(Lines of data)
━━━━━━

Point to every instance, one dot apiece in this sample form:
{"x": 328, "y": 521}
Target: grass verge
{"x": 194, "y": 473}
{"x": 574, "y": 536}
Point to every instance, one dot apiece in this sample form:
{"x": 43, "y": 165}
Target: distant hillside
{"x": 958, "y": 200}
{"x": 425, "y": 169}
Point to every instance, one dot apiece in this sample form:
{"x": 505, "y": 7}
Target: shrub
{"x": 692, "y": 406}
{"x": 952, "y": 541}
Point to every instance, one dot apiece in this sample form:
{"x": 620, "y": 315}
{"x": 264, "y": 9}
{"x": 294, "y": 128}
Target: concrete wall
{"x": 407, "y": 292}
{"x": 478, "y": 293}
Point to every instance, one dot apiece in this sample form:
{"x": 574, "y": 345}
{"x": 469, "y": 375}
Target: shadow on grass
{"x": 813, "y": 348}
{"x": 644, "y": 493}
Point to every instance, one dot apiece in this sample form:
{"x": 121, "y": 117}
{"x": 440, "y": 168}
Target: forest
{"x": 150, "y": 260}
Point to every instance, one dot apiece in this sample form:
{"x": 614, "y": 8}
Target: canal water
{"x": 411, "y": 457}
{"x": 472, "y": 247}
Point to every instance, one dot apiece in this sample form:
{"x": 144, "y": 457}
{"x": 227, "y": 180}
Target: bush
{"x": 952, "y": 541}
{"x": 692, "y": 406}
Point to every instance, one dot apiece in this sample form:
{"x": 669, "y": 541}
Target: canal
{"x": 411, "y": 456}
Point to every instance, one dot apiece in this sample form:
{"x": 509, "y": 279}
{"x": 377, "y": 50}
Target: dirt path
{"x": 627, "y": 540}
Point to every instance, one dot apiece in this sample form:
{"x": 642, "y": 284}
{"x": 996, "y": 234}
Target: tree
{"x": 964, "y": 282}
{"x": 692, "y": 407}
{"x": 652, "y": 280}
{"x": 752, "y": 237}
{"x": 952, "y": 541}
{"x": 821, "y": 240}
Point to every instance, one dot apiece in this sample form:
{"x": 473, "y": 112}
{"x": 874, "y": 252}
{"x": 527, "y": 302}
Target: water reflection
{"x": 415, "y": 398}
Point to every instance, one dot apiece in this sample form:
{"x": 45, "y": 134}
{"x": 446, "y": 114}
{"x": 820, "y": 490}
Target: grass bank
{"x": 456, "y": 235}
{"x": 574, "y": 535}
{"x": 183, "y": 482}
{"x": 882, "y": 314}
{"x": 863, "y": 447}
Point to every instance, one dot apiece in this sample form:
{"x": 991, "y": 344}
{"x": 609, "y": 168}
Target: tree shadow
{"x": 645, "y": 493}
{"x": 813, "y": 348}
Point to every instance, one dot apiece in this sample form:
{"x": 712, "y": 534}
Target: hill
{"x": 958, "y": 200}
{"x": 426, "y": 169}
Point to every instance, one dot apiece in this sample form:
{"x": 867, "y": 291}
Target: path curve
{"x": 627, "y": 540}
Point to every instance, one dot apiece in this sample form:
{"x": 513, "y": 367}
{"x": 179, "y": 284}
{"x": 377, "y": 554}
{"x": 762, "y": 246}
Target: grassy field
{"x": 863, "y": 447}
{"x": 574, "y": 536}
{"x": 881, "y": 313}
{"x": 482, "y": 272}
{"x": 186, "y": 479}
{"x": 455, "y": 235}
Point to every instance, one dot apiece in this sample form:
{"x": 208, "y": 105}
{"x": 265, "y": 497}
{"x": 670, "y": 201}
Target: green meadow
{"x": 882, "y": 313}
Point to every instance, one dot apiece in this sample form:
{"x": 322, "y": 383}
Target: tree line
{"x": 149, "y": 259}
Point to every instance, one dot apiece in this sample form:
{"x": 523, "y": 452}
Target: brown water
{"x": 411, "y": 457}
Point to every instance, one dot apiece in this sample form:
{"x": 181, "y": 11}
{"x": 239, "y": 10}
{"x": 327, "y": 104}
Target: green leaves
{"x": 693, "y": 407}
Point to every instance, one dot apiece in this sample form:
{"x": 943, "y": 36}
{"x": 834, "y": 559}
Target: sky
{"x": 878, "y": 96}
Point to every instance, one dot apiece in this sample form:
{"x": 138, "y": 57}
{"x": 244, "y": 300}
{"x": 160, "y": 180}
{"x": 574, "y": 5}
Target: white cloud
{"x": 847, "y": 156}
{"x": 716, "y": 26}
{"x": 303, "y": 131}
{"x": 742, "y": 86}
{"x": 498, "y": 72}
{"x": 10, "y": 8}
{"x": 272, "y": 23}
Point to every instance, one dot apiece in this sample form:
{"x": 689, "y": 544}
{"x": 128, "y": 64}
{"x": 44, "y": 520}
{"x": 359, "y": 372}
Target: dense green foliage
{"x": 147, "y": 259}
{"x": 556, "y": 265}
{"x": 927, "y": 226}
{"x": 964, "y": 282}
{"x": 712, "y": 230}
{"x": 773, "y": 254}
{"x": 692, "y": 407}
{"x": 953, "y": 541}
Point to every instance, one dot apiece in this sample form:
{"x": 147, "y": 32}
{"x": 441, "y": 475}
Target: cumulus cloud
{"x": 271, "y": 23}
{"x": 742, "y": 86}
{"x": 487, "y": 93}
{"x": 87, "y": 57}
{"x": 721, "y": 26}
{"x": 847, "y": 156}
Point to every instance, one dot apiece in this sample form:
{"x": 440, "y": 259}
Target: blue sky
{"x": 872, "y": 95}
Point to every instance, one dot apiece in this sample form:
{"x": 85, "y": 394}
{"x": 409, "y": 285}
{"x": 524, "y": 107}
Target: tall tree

━━━━━━

Output the whole listing above again, word for word.

# [Exercise output]
Point to every instance, one dot apiece in this sample form:
{"x": 328, "y": 521}
Target: grass verge
{"x": 194, "y": 473}
{"x": 574, "y": 536}
Point to every instance, one dot apiece in this sample form:
{"x": 43, "y": 165}
Target: distant hillside
{"x": 958, "y": 200}
{"x": 425, "y": 169}
Point to every instance, one dot apiece in this sample form:
{"x": 505, "y": 7}
Target: shrub
{"x": 692, "y": 406}
{"x": 952, "y": 541}
Point to every instance, one dot apiece in this sample form:
{"x": 620, "y": 315}
{"x": 264, "y": 9}
{"x": 294, "y": 128}
Target: concrete wall
{"x": 407, "y": 292}
{"x": 478, "y": 293}
Point to every instance, one dot apiece in this sample form:
{"x": 574, "y": 345}
{"x": 469, "y": 375}
Target: shadow on grass
{"x": 813, "y": 348}
{"x": 644, "y": 493}
Point to every instance, one dot apiece in this sample form:
{"x": 121, "y": 117}
{"x": 440, "y": 168}
Target: forest
{"x": 150, "y": 260}
Point to every instance, one dot apiece in this sample form:
{"x": 614, "y": 8}
Target: canal water
{"x": 411, "y": 457}
{"x": 472, "y": 247}
Point to every instance, one dot apiece in this sample form:
{"x": 144, "y": 457}
{"x": 227, "y": 180}
Target: bush
{"x": 952, "y": 541}
{"x": 692, "y": 406}
Point to every instance, one dot apiece in this sample form:
{"x": 669, "y": 541}
Target: canal
{"x": 411, "y": 456}
Point to every instance, one dot apiece in this sample form:
{"x": 509, "y": 279}
{"x": 377, "y": 50}
Target: dirt path
{"x": 627, "y": 540}
Point to every instance, one dot apiece in this sample form:
{"x": 642, "y": 284}
{"x": 996, "y": 234}
Target: tree
{"x": 964, "y": 282}
{"x": 692, "y": 407}
{"x": 652, "y": 280}
{"x": 752, "y": 237}
{"x": 952, "y": 541}
{"x": 821, "y": 240}
Point to every instance, one dot apiece in this sample form:
{"x": 473, "y": 112}
{"x": 874, "y": 252}
{"x": 527, "y": 302}
Target: water reflection
{"x": 415, "y": 398}
Point to every instance, one dot apiece in this sample form:
{"x": 45, "y": 134}
{"x": 446, "y": 114}
{"x": 820, "y": 490}
Target: grass bank
{"x": 456, "y": 235}
{"x": 574, "y": 535}
{"x": 183, "y": 482}
{"x": 882, "y": 314}
{"x": 863, "y": 447}
Point to every instance, one dot apiece in this sample form:
{"x": 991, "y": 344}
{"x": 609, "y": 168}
Target: tree shadow
{"x": 645, "y": 493}
{"x": 813, "y": 348}
Point to every instance, one dot apiece in this sample form:
{"x": 712, "y": 534}
Target: hill
{"x": 958, "y": 200}
{"x": 426, "y": 169}
Point to every instance, one dot apiece in this sample form:
{"x": 867, "y": 291}
Target: path curve
{"x": 627, "y": 540}
Point to every instance, one dot apiece in this sample form:
{"x": 513, "y": 367}
{"x": 179, "y": 284}
{"x": 377, "y": 554}
{"x": 762, "y": 246}
Target: grassy field
{"x": 863, "y": 447}
{"x": 574, "y": 536}
{"x": 881, "y": 313}
{"x": 482, "y": 272}
{"x": 186, "y": 479}
{"x": 455, "y": 235}
Point to every instance, one dot apiece in this sample form:
{"x": 208, "y": 105}
{"x": 265, "y": 497}
{"x": 670, "y": 201}
Target: green meadow
{"x": 882, "y": 313}
Point to every instance, one dot apiece in this sample form:
{"x": 322, "y": 383}
Target: tree line
{"x": 149, "y": 259}
Point to every instance, one dot apiece in this sample form:
{"x": 523, "y": 452}
Target: brown water
{"x": 411, "y": 457}
Point to every instance, one dot apiece in this sample form:
{"x": 181, "y": 11}
{"x": 239, "y": 10}
{"x": 327, "y": 104}
Target: green leaves
{"x": 693, "y": 407}
Point to every instance, one dot apiece in this sample form:
{"x": 943, "y": 36}
{"x": 834, "y": 559}
Target: sky
{"x": 878, "y": 96}
Point to every instance, one dot apiece in this sample form:
{"x": 138, "y": 57}
{"x": 244, "y": 300}
{"x": 160, "y": 180}
{"x": 574, "y": 5}
Target: white cloud
{"x": 847, "y": 156}
{"x": 716, "y": 26}
{"x": 303, "y": 131}
{"x": 742, "y": 86}
{"x": 498, "y": 72}
{"x": 10, "y": 8}
{"x": 272, "y": 23}
Point to every instance, one dot apiece in this sample form:
{"x": 689, "y": 544}
{"x": 128, "y": 64}
{"x": 44, "y": 520}
{"x": 359, "y": 372}
Target: dense green foliage
{"x": 147, "y": 259}
{"x": 556, "y": 265}
{"x": 927, "y": 226}
{"x": 964, "y": 282}
{"x": 712, "y": 230}
{"x": 773, "y": 254}
{"x": 692, "y": 407}
{"x": 953, "y": 541}
Point to every instance, one dot apiece in this sample form:
{"x": 147, "y": 32}
{"x": 441, "y": 475}
Target: cumulus cloud
{"x": 271, "y": 23}
{"x": 742, "y": 86}
{"x": 487, "y": 93}
{"x": 87, "y": 57}
{"x": 721, "y": 26}
{"x": 847, "y": 156}
Point to every instance, one dot apiece in this sample form:
{"x": 440, "y": 259}
Target: blue sky
{"x": 872, "y": 95}
Point to every instance, one dot apiece in this sample form:
{"x": 85, "y": 394}
{"x": 409, "y": 285}
{"x": 524, "y": 107}
Target: tall tree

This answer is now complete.